== Materials provided ==

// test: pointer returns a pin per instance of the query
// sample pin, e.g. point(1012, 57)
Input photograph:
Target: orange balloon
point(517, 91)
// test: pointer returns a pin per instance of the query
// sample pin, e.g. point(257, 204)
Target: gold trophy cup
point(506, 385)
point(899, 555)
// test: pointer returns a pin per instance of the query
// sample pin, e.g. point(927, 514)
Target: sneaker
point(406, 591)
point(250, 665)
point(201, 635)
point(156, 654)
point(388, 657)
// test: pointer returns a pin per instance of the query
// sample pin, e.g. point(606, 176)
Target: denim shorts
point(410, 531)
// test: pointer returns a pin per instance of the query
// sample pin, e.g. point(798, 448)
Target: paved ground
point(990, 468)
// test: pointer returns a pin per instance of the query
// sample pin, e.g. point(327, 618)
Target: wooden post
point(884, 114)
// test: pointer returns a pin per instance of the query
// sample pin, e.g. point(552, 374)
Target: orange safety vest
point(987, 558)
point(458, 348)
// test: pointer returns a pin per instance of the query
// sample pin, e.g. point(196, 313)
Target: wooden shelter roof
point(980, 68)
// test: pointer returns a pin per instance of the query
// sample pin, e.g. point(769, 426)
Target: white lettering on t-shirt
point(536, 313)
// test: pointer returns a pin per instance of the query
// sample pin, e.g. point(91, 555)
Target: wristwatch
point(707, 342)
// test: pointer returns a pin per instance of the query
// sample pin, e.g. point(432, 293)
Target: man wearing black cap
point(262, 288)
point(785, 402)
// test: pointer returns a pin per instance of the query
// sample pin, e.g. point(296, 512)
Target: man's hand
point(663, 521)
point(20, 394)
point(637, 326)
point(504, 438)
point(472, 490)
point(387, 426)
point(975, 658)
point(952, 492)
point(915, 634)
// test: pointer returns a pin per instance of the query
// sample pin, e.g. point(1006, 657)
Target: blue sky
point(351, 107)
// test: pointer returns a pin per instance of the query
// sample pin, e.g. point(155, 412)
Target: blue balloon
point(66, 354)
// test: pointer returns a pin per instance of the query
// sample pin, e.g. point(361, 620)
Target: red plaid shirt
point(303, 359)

== Exercise ==
Output the records exactly, including every line.

== Output below ==
// test: pointer returns a pin per instance of the query
// sample pin, e.g. point(1012, 57)
Input photograph:
Target: orange balloon
point(517, 91)
// test: pointer returns a pin per instance of the query
// sample pin, e.g. point(257, 204)
Target: gold trophy cup
point(506, 385)
point(899, 555)
// test: pointer returns a pin per instance of the query
// sample pin, e.g. point(927, 514)
Target: sneaker
point(406, 591)
point(250, 665)
point(201, 635)
point(156, 654)
point(388, 657)
// test: pointer returns a pin per instance of the query
// sample pin, e.g. point(606, 176)
Target: denim shorts
point(410, 531)
// test: pointer returns a pin per instance of the query
// sample pin, e.g. point(798, 448)
Target: paved ground
point(990, 468)
// test: pointer returns a pin per instance of the query
// sample pin, e.g. point(327, 618)
Target: wooden post
point(884, 114)
// test: pointer returns a pin per instance of the query
// sample pin, e.g. point(552, 374)
Target: orange safety vest
point(987, 558)
point(458, 348)
// test: pointer returns a pin per instance of the query
// sample pin, e.g. point(196, 313)
Target: wooden shelter roof
point(980, 68)
// test: pointer returns a pin per instance of the query
// sample pin, e.g. point(769, 426)
Target: white lettering on t-shirt
point(536, 313)
// test: pointer returns a pin per instance of the query
// sample pin, e.g. point(91, 555)
Target: wristwatch
point(707, 342)
// test: pointer returns a pin per instance of the query
// sample pin, e.g. point(432, 293)
Target: man wearing black cap
point(262, 288)
point(785, 402)
// test: pointer returns a pin per instance of the query
// sample pin, e.g. point(296, 512)
Target: man's hand
point(663, 521)
point(20, 394)
point(637, 326)
point(504, 438)
point(472, 490)
point(387, 426)
point(975, 658)
point(952, 492)
point(915, 634)
// test: pointer returns a pin per instance of the query
// sample pin, e.g. point(1006, 657)
Target: blue sky
point(351, 107)
// test: pointer returns a pin per instance of the query
// sample pin, e.g. point(155, 412)
Target: blue balloon
point(66, 354)
// test: pointer returns a pin per instance of the query
// sample pin, e.g. point(361, 620)
Target: red plaid shirt
point(303, 359)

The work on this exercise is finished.